*WHAT YOU ARE ASKED TO DO*: Copy the data below line for line, changing nothing.

*EXERCISE DATA*:
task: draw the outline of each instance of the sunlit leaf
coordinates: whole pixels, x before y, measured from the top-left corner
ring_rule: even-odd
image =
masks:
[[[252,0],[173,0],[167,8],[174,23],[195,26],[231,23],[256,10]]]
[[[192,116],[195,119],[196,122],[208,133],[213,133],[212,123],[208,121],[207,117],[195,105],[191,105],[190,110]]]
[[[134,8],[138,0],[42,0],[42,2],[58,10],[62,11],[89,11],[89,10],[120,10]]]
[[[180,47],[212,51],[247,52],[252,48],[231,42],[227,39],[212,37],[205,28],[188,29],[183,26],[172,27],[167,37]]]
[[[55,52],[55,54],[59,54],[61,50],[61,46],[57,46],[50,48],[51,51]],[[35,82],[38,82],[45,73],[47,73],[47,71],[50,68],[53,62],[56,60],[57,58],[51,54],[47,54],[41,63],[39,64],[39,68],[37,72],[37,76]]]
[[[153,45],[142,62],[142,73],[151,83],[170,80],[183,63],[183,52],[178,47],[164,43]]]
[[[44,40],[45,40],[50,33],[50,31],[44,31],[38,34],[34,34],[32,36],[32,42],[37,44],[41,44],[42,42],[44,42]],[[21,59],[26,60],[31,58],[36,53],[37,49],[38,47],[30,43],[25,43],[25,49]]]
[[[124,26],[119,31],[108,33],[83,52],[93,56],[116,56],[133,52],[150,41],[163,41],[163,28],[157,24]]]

*THE RESULT*:
task: draw the outline of each instance of the sunlit leaf
coordinates: whole pixels, x before y, measured from the top-left corner
ring_rule: even-odd
image =
masks:
[[[252,0],[173,0],[167,8],[174,23],[195,26],[231,23],[256,10]]]
[[[192,116],[195,119],[196,122],[208,133],[213,133],[212,123],[208,121],[207,117],[195,105],[191,105],[190,110]]]
[[[134,8],[138,0],[42,0],[42,2],[58,10],[62,11],[89,11],[89,10],[120,10]]]
[[[180,47],[212,51],[247,52],[252,48],[231,42],[227,39],[212,37],[205,28],[188,29],[183,26],[172,27],[167,37]]]
[[[55,52],[55,54],[59,54],[61,50],[61,46],[57,46],[50,48],[51,51]],[[35,82],[38,82],[45,73],[47,73],[47,71],[50,68],[53,62],[56,60],[57,58],[51,54],[47,54],[41,63],[39,64],[39,68],[37,72],[37,76]]]
[[[153,45],[142,62],[142,73],[151,83],[170,80],[183,63],[183,52],[178,47],[164,43]]]
[[[44,40],[45,40],[50,33],[50,31],[44,31],[38,34],[34,34],[32,36],[32,42],[37,44],[41,44],[42,42],[44,42]],[[21,59],[26,60],[31,58],[36,53],[37,49],[38,47],[30,43],[25,43],[25,49]]]
[[[124,26],[119,31],[108,33],[83,52],[93,56],[116,56],[133,52],[150,41],[163,41],[163,28],[157,24]]]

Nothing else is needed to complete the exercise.